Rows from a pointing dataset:
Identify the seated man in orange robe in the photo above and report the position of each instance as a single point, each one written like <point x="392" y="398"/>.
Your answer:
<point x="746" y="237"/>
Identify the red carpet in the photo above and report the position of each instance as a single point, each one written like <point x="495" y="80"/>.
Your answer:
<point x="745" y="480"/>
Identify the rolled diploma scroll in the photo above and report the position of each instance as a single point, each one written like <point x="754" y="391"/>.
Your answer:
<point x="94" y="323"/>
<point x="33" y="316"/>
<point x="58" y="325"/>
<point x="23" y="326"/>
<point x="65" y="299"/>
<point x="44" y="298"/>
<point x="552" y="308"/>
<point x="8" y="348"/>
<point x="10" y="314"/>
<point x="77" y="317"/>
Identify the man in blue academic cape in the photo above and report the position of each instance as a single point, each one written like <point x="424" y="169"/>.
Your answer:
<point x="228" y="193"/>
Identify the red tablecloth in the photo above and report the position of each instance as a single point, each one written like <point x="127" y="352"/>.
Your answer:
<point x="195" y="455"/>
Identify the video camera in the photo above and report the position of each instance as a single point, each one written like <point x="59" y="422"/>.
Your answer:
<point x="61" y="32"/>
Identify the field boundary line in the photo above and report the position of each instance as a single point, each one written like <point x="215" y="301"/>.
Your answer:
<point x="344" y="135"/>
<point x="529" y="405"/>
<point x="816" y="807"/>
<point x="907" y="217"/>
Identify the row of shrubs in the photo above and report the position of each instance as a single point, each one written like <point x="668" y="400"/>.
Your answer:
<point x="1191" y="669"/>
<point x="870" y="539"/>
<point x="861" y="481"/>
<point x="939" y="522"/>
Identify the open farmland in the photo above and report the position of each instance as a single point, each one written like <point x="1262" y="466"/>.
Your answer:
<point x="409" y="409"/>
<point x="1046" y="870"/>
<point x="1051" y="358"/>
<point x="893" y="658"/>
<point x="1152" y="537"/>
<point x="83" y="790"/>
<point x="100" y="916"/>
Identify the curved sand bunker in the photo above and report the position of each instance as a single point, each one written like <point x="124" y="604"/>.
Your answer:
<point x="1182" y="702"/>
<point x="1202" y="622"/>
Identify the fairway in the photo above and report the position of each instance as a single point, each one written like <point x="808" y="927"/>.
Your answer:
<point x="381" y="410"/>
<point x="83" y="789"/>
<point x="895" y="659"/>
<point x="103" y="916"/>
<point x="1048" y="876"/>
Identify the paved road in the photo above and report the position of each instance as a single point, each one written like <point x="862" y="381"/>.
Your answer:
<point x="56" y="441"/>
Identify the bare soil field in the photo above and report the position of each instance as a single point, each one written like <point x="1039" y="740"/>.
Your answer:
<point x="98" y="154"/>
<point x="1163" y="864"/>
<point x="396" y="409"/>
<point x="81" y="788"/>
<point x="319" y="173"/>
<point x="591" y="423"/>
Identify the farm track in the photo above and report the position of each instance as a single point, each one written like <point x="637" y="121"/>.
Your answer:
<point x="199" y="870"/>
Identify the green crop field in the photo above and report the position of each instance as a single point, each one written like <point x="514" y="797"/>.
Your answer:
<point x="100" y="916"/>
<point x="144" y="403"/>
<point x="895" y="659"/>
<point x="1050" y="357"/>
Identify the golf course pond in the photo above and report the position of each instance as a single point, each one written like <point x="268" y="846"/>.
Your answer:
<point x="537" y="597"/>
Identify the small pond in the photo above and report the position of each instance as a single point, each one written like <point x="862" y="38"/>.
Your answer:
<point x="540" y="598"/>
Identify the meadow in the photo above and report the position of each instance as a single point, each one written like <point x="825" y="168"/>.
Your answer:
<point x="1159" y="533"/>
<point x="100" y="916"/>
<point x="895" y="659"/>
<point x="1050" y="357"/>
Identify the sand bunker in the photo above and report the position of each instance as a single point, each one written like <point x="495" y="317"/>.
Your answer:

* [Given exercise]:
Quote the line that contains "Identify the small" and each line after it through the end of the data, exactly, leaving out everything else.

* [Solution to this problem]:
Identify the small pond in the photo above and report the position of each instance as a single point, each one written like <point x="862" y="38"/>.
Your answer:
<point x="540" y="598"/>
Identify the meadow in the photo above and report the position of each instance as a single point, each one written like <point x="825" y="168"/>.
Your answer:
<point x="1159" y="533"/>
<point x="100" y="916"/>
<point x="895" y="659"/>
<point x="1050" y="357"/>
Identify the sand bunker in the photo above and report the position of each instance as a single point, each one written like <point x="495" y="317"/>.
Your answer:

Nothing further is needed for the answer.